Feiyang Kang


2025

pdf bib
Demystifying Synthetic Data in LLM Pre-training: A Systematic Study of Scaling Laws, Benefits, and Pitfalls
Feiyang Kang | Newsha Ardalani | Michael Kuchnik | Youssef Emad | Mostafa Elhoushi | Shubhabrata Sengupta | Shang-Wen Li | Ramya Raghavendra | Ruoxi Jia | Carole-Jean Wu
Proceedings of the 2025 Conference on Empirical Methods in Natural Language Processing

Training data plays a crucial role in Large Language Models (LLM) scaling, yet high quality data is of limited supply. Synthetic data techniques offer a potential path toward sidestepping these limitations.We conduct a large-scale empirical investigation (>1000 LLMs with >100k GPU hours) using a unified protocol and scaling laws, comparing natural web data, diverse synthetic types (rephrased text, generated textbooks), and mixtures of natural and synthetic data. Specifically, we found pre-training on rephrased synthetic data alone is not faster than pre-training on natural web texts; while pre-training on 1/3 rephrased synthetic data mixed with 2/3 natural web texts can speed up 5-10x (to reach the same validation loss) at larger data budgets. Pre-training on textbook-style synthetic data alone results in notably higher loss on many downstream domains especially at small data budgets. “Good” ratios of synthetic data in training data mixtures depend on the model size and data budget, empirically converging to ~30% for rephrased synthetic data. Larger generator models do not necessarily yield better pre-training data than ~8B-param models. These results contribute mixed evidence on “model collapse” during large-scale single-round (n=1) model training on synthetic data–training on rephrased synthetic data shows no degradation in performance in foreseeable scales whereas training on mixtures of textbook-style pure-generated synthetic data shows patterns predicted by “model collapse”. Our work demystifies synthetic data in pre-training, validates its conditional benefits, and offers practical guidance.

Records shown ->

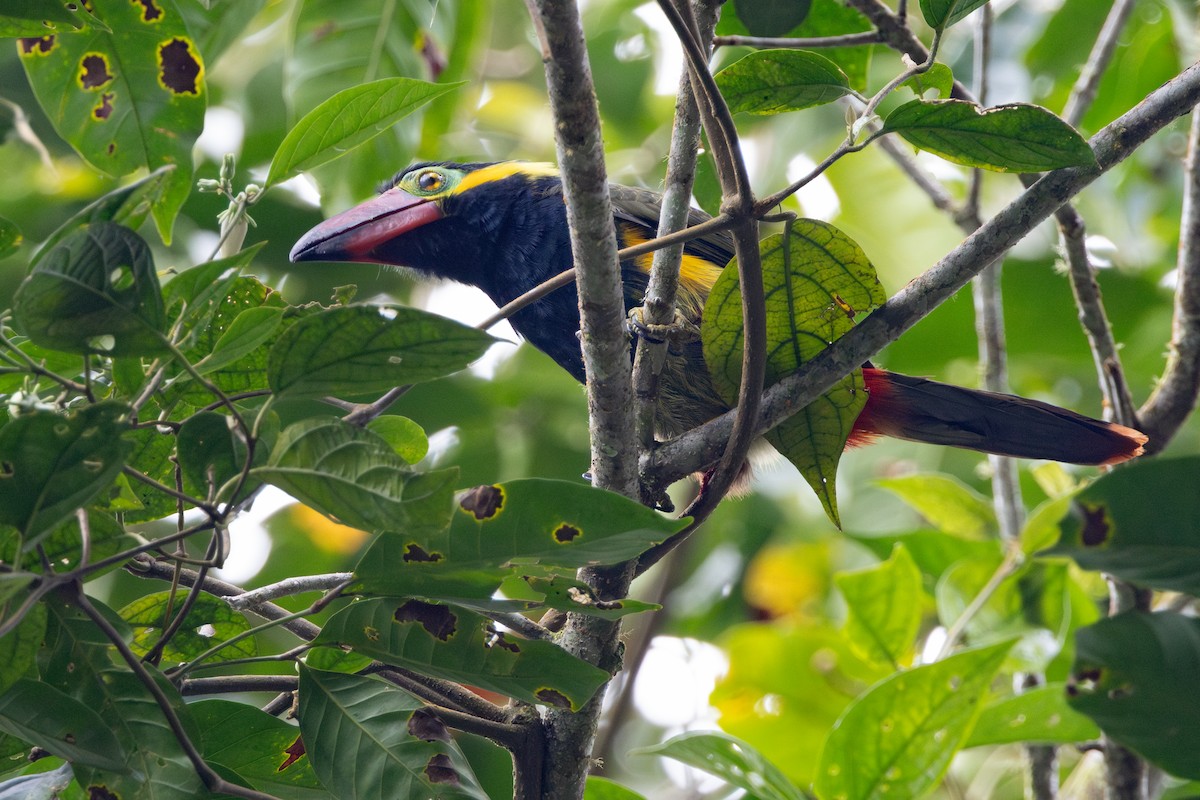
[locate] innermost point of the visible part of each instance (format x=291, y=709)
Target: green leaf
x=348, y=119
x=61, y=725
x=772, y=82
x=357, y=479
x=19, y=647
x=10, y=238
x=209, y=621
x=53, y=464
x=898, y=739
x=247, y=331
x=40, y=17
x=209, y=453
x=816, y=278
x=127, y=205
x=406, y=437
x=371, y=740
x=460, y=645
x=601, y=788
x=534, y=521
x=771, y=17
x=1014, y=138
x=255, y=745
x=948, y=504
x=943, y=13
x=365, y=349
x=883, y=605
x=939, y=77
x=114, y=92
x=729, y=758
x=1038, y=715
x=1120, y=524
x=1132, y=674
x=94, y=293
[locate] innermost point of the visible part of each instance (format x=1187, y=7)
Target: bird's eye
x=430, y=181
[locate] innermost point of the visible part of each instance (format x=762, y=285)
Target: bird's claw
x=676, y=334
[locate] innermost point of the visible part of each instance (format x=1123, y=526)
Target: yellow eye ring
x=430, y=181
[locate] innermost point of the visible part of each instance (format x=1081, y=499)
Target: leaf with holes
x=1014, y=138
x=53, y=464
x=364, y=349
x=463, y=647
x=209, y=621
x=1121, y=525
x=95, y=293
x=357, y=479
x=127, y=95
x=41, y=17
x=497, y=527
x=348, y=119
x=256, y=746
x=898, y=739
x=1129, y=675
x=367, y=739
x=816, y=278
x=885, y=605
x=727, y=758
x=773, y=82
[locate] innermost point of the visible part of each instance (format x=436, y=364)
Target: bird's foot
x=675, y=334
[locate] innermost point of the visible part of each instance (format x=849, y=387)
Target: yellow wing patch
x=696, y=274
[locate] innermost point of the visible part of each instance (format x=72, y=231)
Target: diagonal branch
x=1111, y=145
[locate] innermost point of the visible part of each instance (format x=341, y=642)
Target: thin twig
x=207, y=774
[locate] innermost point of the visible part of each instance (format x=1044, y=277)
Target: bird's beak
x=354, y=234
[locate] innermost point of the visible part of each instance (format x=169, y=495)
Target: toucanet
x=502, y=227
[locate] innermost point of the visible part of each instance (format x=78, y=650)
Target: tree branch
x=1111, y=145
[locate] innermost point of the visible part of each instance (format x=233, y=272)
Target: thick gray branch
x=1111, y=145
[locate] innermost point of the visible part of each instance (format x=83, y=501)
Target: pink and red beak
x=355, y=234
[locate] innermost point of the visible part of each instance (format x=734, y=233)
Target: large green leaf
x=361, y=349
x=208, y=623
x=1014, y=138
x=127, y=205
x=96, y=292
x=126, y=97
x=496, y=528
x=355, y=477
x=19, y=647
x=948, y=504
x=898, y=739
x=348, y=119
x=1120, y=524
x=256, y=746
x=61, y=725
x=943, y=13
x=52, y=464
x=369, y=740
x=816, y=280
x=463, y=647
x=727, y=758
x=1135, y=675
x=772, y=82
x=1039, y=715
x=885, y=603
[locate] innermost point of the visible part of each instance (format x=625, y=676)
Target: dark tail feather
x=941, y=414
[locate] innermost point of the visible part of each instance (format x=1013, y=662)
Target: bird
x=502, y=227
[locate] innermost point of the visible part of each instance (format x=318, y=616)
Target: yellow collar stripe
x=502, y=170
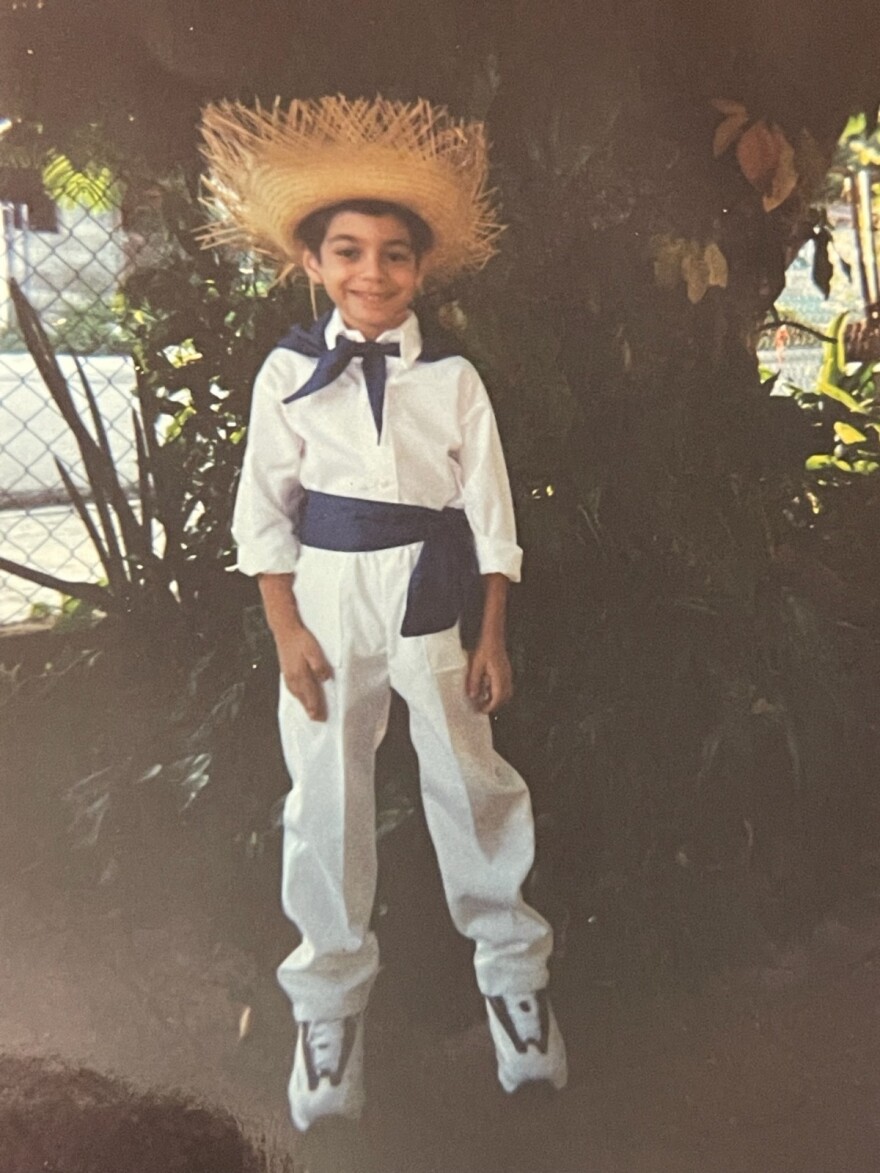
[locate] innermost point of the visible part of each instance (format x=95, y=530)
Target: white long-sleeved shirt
x=439, y=448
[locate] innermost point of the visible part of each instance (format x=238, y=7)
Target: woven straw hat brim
x=270, y=170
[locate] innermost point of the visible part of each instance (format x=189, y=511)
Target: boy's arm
x=489, y=678
x=302, y=662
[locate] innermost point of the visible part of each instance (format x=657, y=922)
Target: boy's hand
x=489, y=677
x=304, y=668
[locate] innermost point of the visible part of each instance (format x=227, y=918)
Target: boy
x=376, y=510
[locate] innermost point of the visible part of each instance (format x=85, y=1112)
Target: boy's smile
x=370, y=270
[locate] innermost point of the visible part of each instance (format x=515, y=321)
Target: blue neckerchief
x=331, y=363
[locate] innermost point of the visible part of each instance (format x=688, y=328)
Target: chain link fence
x=70, y=270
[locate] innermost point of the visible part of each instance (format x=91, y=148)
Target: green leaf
x=841, y=397
x=847, y=434
x=855, y=127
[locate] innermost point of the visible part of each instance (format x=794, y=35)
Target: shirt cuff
x=269, y=557
x=495, y=556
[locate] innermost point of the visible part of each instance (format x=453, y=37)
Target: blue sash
x=445, y=585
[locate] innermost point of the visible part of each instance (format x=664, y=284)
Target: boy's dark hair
x=313, y=229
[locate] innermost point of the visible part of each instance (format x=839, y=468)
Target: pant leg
x=329, y=849
x=479, y=813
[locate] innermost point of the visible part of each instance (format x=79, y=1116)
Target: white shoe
x=327, y=1077
x=528, y=1044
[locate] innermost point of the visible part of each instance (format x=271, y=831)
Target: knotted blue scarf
x=331, y=363
x=445, y=585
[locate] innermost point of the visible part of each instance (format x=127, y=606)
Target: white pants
x=476, y=806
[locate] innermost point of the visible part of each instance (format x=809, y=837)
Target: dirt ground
x=763, y=1070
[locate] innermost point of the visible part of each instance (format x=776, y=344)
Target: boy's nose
x=373, y=266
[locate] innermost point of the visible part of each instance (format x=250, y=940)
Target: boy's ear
x=312, y=266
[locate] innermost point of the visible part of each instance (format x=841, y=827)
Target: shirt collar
x=407, y=334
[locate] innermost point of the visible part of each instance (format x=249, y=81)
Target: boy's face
x=369, y=269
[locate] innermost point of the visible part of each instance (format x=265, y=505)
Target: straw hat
x=271, y=168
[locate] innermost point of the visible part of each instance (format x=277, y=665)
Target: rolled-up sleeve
x=486, y=487
x=269, y=489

Task details -> In the abstract on synthetic data in LLM pre-training, what share of rephrased synthetic data do "good" mixture ratios empirically converge to?

Result of the task -> About 30%.